Coordinate annotation records
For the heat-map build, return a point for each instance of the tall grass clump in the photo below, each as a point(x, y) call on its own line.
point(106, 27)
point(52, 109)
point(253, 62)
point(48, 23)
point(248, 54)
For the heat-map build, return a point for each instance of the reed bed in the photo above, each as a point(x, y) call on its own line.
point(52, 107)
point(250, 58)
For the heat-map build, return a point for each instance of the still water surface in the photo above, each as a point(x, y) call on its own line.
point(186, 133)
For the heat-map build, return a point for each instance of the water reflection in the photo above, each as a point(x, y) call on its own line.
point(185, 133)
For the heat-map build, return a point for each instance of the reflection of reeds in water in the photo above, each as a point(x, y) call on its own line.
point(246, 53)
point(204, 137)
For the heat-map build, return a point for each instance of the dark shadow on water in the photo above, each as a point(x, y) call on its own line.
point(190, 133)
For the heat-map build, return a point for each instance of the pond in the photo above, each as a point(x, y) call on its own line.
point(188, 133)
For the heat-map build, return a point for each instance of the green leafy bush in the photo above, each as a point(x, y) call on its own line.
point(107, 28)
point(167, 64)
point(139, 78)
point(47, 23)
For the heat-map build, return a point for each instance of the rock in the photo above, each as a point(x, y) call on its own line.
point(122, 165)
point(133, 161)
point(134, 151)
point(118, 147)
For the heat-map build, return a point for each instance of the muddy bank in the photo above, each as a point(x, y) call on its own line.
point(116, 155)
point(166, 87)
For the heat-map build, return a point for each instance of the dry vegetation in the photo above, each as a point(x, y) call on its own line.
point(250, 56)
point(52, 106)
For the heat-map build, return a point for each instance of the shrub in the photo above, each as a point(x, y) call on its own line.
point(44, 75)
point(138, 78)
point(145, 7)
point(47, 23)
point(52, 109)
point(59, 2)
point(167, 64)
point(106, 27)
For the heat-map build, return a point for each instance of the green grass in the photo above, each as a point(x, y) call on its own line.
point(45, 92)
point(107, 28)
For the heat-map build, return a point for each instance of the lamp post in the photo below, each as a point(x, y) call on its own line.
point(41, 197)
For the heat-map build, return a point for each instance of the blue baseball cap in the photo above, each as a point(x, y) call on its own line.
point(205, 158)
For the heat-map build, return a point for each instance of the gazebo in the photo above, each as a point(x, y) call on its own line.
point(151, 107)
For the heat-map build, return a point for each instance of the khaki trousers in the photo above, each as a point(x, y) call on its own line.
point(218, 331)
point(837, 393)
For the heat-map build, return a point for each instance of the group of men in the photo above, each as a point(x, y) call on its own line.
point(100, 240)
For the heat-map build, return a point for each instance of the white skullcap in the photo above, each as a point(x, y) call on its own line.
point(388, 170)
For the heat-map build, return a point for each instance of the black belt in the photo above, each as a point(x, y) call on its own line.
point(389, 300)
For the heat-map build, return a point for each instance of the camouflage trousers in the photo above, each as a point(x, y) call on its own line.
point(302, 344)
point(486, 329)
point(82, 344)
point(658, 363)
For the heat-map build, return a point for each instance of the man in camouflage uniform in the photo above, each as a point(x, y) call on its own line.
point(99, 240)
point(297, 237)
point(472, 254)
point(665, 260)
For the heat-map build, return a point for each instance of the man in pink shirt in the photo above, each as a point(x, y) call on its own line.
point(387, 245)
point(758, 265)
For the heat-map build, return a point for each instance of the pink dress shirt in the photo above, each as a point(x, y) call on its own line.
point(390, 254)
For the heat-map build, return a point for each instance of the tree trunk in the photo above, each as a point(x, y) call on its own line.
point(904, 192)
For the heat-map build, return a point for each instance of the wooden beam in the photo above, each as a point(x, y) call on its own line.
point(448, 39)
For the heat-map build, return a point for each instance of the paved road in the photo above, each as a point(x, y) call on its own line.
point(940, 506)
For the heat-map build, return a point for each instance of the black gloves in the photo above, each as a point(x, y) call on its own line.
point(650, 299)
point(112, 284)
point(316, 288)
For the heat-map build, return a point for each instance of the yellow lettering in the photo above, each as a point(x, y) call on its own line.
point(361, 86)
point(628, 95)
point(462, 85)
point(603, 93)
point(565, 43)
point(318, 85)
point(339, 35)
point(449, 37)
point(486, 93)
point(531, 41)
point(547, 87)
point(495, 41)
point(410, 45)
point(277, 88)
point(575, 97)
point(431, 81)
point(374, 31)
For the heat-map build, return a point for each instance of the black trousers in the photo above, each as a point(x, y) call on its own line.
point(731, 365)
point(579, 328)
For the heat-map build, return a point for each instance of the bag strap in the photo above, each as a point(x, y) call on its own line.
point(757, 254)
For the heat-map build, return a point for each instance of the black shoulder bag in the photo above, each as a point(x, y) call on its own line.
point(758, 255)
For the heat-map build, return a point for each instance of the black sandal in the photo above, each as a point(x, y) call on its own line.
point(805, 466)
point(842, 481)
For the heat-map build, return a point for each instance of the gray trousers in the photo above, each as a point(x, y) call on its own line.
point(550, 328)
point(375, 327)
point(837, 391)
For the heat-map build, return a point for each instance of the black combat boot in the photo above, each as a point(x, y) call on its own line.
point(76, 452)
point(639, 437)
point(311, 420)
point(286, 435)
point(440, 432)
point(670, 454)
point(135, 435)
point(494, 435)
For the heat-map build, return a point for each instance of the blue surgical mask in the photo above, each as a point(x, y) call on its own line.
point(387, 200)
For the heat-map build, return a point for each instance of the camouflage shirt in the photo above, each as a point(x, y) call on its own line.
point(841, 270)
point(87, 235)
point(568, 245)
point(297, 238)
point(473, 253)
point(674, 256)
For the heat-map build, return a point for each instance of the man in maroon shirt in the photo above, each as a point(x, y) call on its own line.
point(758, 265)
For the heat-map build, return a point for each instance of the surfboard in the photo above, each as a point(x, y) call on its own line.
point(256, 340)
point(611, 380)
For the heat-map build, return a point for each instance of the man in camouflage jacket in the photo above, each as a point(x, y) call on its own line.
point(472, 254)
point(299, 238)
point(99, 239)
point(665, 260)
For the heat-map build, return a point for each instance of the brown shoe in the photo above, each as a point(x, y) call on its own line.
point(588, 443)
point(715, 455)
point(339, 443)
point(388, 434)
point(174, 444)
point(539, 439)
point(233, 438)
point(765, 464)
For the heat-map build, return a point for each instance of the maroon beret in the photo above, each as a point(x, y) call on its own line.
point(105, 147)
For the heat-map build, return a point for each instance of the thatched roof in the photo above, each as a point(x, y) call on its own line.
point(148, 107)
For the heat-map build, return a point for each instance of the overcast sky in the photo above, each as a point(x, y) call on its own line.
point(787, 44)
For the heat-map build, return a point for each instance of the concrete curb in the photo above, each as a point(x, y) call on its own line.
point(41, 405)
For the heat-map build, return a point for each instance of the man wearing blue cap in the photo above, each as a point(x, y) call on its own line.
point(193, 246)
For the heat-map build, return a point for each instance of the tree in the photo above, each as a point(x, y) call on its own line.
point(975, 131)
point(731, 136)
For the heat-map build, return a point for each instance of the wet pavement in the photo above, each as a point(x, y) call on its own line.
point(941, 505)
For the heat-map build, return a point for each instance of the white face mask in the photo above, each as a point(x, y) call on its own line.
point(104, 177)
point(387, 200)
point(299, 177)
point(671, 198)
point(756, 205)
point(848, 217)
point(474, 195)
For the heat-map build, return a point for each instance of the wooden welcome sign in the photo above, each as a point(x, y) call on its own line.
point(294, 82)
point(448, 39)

## TO DO:
Copy out the material verbatim from its first line through the line containing "point(52, 106)", with both of those lines included.

## OUTPUT BELOW:
For the heat-map build, return a point for each instance of the tall grass clump in the photo below, each as a point(x, y) call on its own line.
point(106, 27)
point(52, 109)
point(253, 62)
point(48, 23)
point(248, 54)
For the heat-map build, return a point for each instance of the reed bed in the photo above, each as a point(x, y) call on its own line.
point(52, 107)
point(250, 58)
For the heat-map build, return a point for each instance of the still water surface in the photo above, each as a point(x, y) call on its own line.
point(186, 133)
For the heat-map build, return a point for each instance of the water reflection in the photo above, each as a point(x, y) call on its own line.
point(185, 133)
For the heat-map build, return a point for each instance of the reflection of reeds in water in the photo above, each as a point(x, y) call on its own line.
point(246, 53)
point(204, 137)
For the heat-map build, return a point for each instance of the dark shadow on water in the photo above, each as a point(x, y) call on its own line.
point(190, 133)
For the heat-map build, return a point for each instance of the pond in the photo above, each as a point(x, y) call on its own line.
point(188, 133)
For the heat-map build, return a point for each instance of the green leafy bush in the photo above, each as a point(x, y) call on its own line.
point(107, 28)
point(167, 64)
point(139, 78)
point(47, 23)
For the heat-map build, return a point for each instance of the rock in the photo above, each as a point(x, y) call on its own line.
point(122, 165)
point(133, 161)
point(134, 151)
point(118, 147)
For the heat-map build, return a point for each instance of the muddy bank in the photo above, each as a point(x, y) call on its own line.
point(116, 155)
point(166, 87)
For the heat-map build, return a point for each instance of the dry vegetation in the photo above, each as a point(x, y) call on its own line.
point(250, 56)
point(52, 106)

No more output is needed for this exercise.